The final significant feature in establishing the School of Isfahan paradigm was the collaborative project initiated by Corbin and Sayyed Jalāl-al-Din Āštiāni (d. 2005) in 1964 to produce editions of the texts written by the major figures of the School “from Mir Dāmād to the present day.” Four volumes of texts were published in the 1970s, introducing twenty-eight thinkers and their texts (both in Arabic and Persian) with extensive contextualizations and philosophical introductions written by Āštiāni in Persian and Corbin in French. Making the texts was a critical requisite, given Corbin’s desire to make the thought of the School of Isfahan accessible such that “reading Mollā Ṣadrā should become as normal as reading Kant” (Landolt, 2003, p. 3). This collection (Anthologie des philosophes iraniens . . .) was, and remains, a major contribution. It extended the scope for studying philosophy in post-Avicennian traditions and provided the material refutation of the idea that philosophy in Islam had died with Averroes as well as proof of the intellectual achievements of Shiʿite Persia. The first thinker included in the anthology was Mir Dāmād, the founder of the School, and the last took the story beyond the Safavid period into the Qajar period, in itself suggesting the intellectual continuity from the Safavid period into the 20th century. The success of the label has meant that the philosophy of the Qajar period is called the School of Tehran and the philosophical-theological movement of the late Timurid and early Safavid period is called the School of Shiraz.

Methodology. The School of Isfahan became a paradigm for the study of Islamic intellectual history. Corbin and Nasr were very clear that they envisaged a particular way of understanding philosophy that was both historically sensitive without becoming “historicist” (Corbin, 1977, p. 25) and philosophically sophisticated so as to demonstrate the value of Irano-Islamic philosophy to the wider world. Embedded within the paradigm were certain key theoretical assumptions, two of which are worth considering in detail. They felt that they were merely representing faithfully the true intentions of the thinkers of the School. Subsequent critics have separated the content of the thought of the School of Isfahan from the methodological paradigm of the “School of Isfahan” as advocated by Corbin and Nasr.

▶ _MATERIAL_:
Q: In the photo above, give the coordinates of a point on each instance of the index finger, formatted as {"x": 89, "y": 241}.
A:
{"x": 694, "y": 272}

▶ _GIVEN REQUEST_: According to the passage on the School of Isfahan, in what year did Corbin and Āštiāni begin their project to produce editions of the School's texts? The data play no role in this exercise.

▶ _CORRECT OUTPUT_: In 1964.